◆ **Description of the task**
Copy out all of the material, matching it word for word.

· · · · · · ·

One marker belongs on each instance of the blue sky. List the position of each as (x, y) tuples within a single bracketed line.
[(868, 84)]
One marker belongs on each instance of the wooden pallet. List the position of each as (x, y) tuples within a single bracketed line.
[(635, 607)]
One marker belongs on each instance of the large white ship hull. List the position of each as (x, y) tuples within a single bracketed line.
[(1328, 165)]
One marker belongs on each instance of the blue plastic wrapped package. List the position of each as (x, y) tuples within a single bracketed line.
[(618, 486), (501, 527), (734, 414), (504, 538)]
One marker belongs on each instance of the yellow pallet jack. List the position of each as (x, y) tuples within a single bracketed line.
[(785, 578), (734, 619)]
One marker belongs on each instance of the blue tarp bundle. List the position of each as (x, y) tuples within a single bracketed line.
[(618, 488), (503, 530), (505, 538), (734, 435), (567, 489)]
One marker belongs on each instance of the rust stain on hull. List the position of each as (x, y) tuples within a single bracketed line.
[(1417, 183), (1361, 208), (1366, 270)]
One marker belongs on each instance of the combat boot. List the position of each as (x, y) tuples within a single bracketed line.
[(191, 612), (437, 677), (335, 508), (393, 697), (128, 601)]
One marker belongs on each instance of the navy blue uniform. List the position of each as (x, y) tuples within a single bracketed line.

· · · · · · ·

◆ **Final result**
One marker belongs on each instance of the blue sky. List the position of each as (x, y) tuples within a single bracketed line.
[(868, 84)]
One marker belongs on each instance of the wooden pallet. List the position of each as (x, y) tuples within a single bracketed line.
[(635, 607)]
One marker belongs on each instance of the large white ship hull. List the position of each as (x, y) tuples within a single bracketed line.
[(1328, 165)]
One marker belongs on each instance of the blue plastic wrapped package. List the position of each as (x, y) tuples within a single bracketed line.
[(618, 486), (501, 527), (734, 414), (504, 538)]
One marker belongs on each instance of the yellow pallet jack. List the position of each as (x, y) tuples within a single bracketed line.
[(785, 578), (734, 619)]
One marker belongs on each instance of the blue tarp bundle. List the position of each as (x, y) tuples within a single bracketed line.
[(618, 488), (503, 530), (505, 538), (734, 435), (567, 489)]
One marker belongs on each instance of the rust stain on hull. List the position of each as (x, y) tuples within a single bracketed line.
[(1417, 183), (1361, 208), (1366, 270)]
One marker belongs on each instance of the combat boot. List the position of each as (x, y) tuples within a single bracketed line.
[(191, 612), (437, 677), (335, 508), (393, 697), (128, 601)]
One marker belongs on each instance of the navy blue uniform. List the position of each as (x, y) tuples within a single bracketed line.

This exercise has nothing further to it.